Records for this exercise

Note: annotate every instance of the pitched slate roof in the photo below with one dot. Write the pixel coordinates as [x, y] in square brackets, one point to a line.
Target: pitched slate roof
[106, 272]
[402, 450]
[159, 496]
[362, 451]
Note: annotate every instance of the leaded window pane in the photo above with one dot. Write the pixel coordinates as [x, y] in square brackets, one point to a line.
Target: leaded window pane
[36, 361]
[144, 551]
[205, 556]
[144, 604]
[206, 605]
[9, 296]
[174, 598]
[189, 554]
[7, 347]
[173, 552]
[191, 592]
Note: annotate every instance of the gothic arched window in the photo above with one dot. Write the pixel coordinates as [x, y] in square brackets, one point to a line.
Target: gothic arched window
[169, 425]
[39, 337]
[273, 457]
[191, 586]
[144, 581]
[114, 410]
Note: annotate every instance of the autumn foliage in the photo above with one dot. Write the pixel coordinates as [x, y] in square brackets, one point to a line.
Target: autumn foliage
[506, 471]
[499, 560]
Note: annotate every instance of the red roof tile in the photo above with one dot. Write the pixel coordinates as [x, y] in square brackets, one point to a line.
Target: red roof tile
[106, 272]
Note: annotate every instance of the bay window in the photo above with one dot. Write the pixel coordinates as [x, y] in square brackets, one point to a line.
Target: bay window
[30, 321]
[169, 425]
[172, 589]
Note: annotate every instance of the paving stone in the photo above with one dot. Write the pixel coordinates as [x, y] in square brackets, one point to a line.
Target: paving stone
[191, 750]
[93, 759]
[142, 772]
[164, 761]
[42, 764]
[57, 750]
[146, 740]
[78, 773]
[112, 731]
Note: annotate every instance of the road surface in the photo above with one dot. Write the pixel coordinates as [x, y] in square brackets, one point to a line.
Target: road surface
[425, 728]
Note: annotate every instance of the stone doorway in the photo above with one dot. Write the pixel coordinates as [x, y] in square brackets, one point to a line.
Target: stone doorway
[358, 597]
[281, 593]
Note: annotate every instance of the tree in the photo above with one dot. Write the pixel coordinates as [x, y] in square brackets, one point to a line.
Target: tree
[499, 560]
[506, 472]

What you will do
Every record must be returned exactly.

Exercise response
Note: annotate every instance of the pitched slate roof in the photo below with one dot. Write the pixel coordinates as [x, y] in square brackets, one point to a line.
Target: pitched slate roof
[106, 272]
[402, 450]
[159, 496]
[362, 451]
Note: annotate every instance of the leaded window pane in the photo above with one dot. Write the pixel coordinates as [x, y] in square brackets, one point to a line.
Target: leaded window pane
[36, 361]
[144, 551]
[205, 556]
[144, 604]
[206, 605]
[9, 296]
[174, 598]
[189, 554]
[7, 347]
[173, 552]
[191, 592]
Note: annotate every instance of the gothic arched window in the photo above with one dot. Write the pixel coordinates as [x, y] in square brackets, one point to a line.
Target: gothic arched window
[169, 425]
[39, 337]
[273, 457]
[191, 586]
[144, 581]
[114, 410]
Note: annotate every instance of the autumn foliage in the photo above with one dot. Write the pixel coordinates as [x, y] in square brackets, one point to a line.
Target: autumn foliage
[506, 471]
[499, 560]
Note: annotate every instance of the red roof tile in the photo above with one dot. Write the pixel coordinates as [x, y] in square brackets, one point to a line.
Target: red roof tile
[106, 272]
Note: annotate every instance of the bay window in the photo above with one dot. Write the pixel coordinates as [x, y] in square brackets, one point to a line.
Target: bay window
[30, 321]
[169, 425]
[172, 589]
Note: annotate every instance of the paving stone in the photo above with one dot. Write the pixel coordinates as [x, y] in square brackets, one point to a line.
Target: paving stone
[191, 750]
[93, 759]
[142, 772]
[164, 761]
[42, 764]
[57, 750]
[146, 740]
[78, 773]
[112, 731]
Note: annotate every instance of the road surface in the photo above with one dot. Write the pixel coordinates as [x, y] in square brackets, one point to a line.
Target: road surface
[425, 728]
Note: annotate every instance of the stone doorway in the photo above with one dot. Write the pixel coordinates as [x, y] in square brackets, one point to a line.
Target: stone doorway
[358, 597]
[281, 593]
Note: annotate every instance of the tree in the photo above with one dot. Write the pixel coordinates as [x, y] in square brackets, one point to a line.
Target: tree
[499, 560]
[506, 472]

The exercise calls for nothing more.